= Task brief =
Whenever a line in the data contains "curtain", show that line.
[Opening Raw data section]
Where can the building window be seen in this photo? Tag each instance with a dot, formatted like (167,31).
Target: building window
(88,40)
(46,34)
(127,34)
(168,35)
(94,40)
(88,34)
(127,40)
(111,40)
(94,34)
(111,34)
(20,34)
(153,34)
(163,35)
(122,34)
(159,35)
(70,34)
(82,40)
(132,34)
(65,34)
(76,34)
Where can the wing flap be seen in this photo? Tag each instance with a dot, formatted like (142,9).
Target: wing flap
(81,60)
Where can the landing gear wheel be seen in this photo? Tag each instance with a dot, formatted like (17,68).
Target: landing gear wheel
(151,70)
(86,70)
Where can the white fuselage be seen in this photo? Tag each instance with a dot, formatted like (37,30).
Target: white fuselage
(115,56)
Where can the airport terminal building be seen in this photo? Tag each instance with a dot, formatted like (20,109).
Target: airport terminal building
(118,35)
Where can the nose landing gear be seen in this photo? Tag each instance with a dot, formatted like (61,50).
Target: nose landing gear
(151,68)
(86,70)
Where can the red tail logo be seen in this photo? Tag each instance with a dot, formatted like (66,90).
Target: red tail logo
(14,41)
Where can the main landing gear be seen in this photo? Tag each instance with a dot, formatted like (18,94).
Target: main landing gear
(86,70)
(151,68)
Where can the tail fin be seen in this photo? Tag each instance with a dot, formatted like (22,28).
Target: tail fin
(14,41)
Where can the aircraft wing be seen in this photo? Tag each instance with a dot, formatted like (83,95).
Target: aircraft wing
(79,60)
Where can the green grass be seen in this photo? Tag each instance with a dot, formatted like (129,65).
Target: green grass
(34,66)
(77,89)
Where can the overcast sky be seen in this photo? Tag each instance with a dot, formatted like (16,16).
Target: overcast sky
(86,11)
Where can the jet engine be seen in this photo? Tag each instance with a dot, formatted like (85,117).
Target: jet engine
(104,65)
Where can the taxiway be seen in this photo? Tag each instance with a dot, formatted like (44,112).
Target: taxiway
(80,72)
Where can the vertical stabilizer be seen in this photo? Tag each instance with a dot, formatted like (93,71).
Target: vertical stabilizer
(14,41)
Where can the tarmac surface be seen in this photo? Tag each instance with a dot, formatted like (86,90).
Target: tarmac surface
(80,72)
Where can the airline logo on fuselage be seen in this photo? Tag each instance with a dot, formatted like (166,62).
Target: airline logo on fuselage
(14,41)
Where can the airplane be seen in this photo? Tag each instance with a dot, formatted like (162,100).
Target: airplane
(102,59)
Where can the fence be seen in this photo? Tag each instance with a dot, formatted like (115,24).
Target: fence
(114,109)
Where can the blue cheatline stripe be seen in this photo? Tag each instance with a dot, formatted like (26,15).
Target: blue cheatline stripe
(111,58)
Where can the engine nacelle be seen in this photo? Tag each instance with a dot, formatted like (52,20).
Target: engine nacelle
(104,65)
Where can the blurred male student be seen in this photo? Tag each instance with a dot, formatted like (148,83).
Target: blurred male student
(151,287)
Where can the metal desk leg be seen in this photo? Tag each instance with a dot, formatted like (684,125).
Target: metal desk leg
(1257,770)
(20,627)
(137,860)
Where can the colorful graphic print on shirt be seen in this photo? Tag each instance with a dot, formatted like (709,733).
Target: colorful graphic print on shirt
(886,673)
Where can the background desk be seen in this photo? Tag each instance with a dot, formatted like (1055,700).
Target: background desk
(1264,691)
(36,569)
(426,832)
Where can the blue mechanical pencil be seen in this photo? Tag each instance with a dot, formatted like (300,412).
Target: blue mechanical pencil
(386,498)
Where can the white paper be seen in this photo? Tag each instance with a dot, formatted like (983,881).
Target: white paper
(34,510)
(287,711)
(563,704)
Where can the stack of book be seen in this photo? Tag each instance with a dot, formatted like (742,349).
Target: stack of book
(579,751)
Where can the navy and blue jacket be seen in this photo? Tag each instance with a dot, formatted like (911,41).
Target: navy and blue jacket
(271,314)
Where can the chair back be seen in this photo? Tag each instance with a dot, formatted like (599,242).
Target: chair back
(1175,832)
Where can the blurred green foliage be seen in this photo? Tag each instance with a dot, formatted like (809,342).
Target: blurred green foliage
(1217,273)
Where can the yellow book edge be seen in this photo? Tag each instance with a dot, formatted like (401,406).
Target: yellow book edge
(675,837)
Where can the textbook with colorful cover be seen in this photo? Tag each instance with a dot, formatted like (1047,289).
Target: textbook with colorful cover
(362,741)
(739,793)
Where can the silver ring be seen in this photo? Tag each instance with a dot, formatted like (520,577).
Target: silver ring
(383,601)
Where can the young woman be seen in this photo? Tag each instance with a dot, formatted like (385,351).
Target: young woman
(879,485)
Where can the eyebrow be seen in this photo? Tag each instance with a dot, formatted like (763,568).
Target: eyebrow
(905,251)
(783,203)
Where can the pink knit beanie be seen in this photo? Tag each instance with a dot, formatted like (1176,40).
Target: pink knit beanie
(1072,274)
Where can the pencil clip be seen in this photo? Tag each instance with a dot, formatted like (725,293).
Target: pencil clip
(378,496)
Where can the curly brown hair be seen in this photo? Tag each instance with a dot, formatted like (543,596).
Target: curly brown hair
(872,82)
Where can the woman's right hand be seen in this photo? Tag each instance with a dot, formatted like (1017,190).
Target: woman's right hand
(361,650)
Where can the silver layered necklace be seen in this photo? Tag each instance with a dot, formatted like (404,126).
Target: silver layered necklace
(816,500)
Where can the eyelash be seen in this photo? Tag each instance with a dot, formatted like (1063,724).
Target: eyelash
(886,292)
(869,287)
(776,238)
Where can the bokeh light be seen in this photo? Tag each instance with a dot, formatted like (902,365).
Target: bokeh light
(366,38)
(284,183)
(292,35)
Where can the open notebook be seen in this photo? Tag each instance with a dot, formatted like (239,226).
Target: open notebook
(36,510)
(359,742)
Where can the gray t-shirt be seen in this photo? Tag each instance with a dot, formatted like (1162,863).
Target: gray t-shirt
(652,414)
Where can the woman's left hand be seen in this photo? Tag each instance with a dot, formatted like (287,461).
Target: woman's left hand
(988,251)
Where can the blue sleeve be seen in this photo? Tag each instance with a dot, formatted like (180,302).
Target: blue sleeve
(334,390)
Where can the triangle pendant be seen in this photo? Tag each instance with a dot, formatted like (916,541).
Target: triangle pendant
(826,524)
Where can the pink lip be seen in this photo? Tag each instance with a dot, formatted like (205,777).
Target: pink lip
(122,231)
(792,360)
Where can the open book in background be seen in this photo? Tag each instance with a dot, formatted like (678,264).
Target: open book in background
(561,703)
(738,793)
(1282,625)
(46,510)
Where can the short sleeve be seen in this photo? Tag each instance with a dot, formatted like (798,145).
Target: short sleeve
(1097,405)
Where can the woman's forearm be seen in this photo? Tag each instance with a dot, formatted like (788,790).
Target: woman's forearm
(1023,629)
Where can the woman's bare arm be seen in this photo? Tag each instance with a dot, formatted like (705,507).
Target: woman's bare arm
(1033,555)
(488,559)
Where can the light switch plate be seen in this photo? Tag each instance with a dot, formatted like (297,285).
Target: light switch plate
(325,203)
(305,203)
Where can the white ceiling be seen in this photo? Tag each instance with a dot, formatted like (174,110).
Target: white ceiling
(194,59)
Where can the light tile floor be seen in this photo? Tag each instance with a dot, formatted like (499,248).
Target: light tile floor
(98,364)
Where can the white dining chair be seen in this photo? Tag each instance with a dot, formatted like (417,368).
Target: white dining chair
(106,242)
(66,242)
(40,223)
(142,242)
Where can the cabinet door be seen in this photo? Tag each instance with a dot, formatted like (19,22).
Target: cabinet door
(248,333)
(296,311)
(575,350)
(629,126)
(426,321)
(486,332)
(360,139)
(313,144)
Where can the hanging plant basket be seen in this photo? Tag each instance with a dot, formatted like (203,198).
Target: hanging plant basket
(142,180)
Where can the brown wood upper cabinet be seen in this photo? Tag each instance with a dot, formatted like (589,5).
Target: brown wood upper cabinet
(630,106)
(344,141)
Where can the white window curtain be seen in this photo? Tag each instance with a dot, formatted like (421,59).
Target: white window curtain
[Closing Raw data section]
= Answer to this task =
Where can the white window curtain be seen in this photo? Tag each instance with a dot, formatted like (421,59).
Target: white window curtain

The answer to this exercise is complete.